Your answer must be the full set of entries, reproduced exactly.

Saved data entries —
------------------------------------------------

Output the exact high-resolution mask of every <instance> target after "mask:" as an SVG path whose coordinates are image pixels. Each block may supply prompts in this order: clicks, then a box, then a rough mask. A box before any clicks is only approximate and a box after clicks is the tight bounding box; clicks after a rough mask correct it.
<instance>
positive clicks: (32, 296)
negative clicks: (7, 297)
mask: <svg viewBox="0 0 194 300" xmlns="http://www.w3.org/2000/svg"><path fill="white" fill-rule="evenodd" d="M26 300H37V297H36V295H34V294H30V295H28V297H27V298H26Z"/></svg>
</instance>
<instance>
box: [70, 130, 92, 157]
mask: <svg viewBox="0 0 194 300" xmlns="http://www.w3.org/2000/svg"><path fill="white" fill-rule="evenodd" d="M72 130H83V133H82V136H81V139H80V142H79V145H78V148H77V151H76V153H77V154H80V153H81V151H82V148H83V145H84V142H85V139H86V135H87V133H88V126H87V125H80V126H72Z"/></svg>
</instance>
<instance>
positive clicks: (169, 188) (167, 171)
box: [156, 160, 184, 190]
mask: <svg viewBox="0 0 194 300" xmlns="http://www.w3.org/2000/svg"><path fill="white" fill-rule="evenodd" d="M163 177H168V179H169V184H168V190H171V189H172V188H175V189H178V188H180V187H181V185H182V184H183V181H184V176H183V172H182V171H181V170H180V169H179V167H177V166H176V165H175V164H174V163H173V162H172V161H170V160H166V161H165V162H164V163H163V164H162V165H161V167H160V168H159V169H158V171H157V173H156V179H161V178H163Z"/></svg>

------------------------------------------------

SOLUTION FOR THIS TASK —
Output the exact high-resolution mask of every <instance> target after "mask:" as an SVG path whose coordinates are image pixels. Each block may supply prompts in this order: clicks, then a box, then a rough mask. A box before any clicks is only approximate and a box after clicks is the tight bounding box; clicks after a rough mask correct it.
<instance>
positive clicks: (32, 296)
negative clicks: (7, 297)
mask: <svg viewBox="0 0 194 300" xmlns="http://www.w3.org/2000/svg"><path fill="white" fill-rule="evenodd" d="M26 300H37V297H36V295H34V294H30V295H28V297H27V298H26Z"/></svg>
</instance>
<instance>
box: [70, 130, 92, 157]
mask: <svg viewBox="0 0 194 300" xmlns="http://www.w3.org/2000/svg"><path fill="white" fill-rule="evenodd" d="M72 130H83V133H82V136H81V139H80V142H79V145H78V148H77V151H76V153H77V154H80V153H81V151H82V148H83V145H84V142H85V139H86V135H87V133H88V126H87V125H80V126H72Z"/></svg>
</instance>
<instance>
positive clicks: (169, 188) (167, 171)
box: [156, 160, 184, 190]
mask: <svg viewBox="0 0 194 300" xmlns="http://www.w3.org/2000/svg"><path fill="white" fill-rule="evenodd" d="M163 177H168V179H169V184H168V190H171V189H172V188H175V189H178V188H180V187H181V185H182V184H183V181H184V176H183V172H182V171H181V170H180V169H179V167H177V166H176V165H175V164H174V163H173V162H172V161H170V160H166V161H165V162H164V163H163V164H162V165H161V167H160V168H159V169H158V171H157V173H156V179H161V178H163Z"/></svg>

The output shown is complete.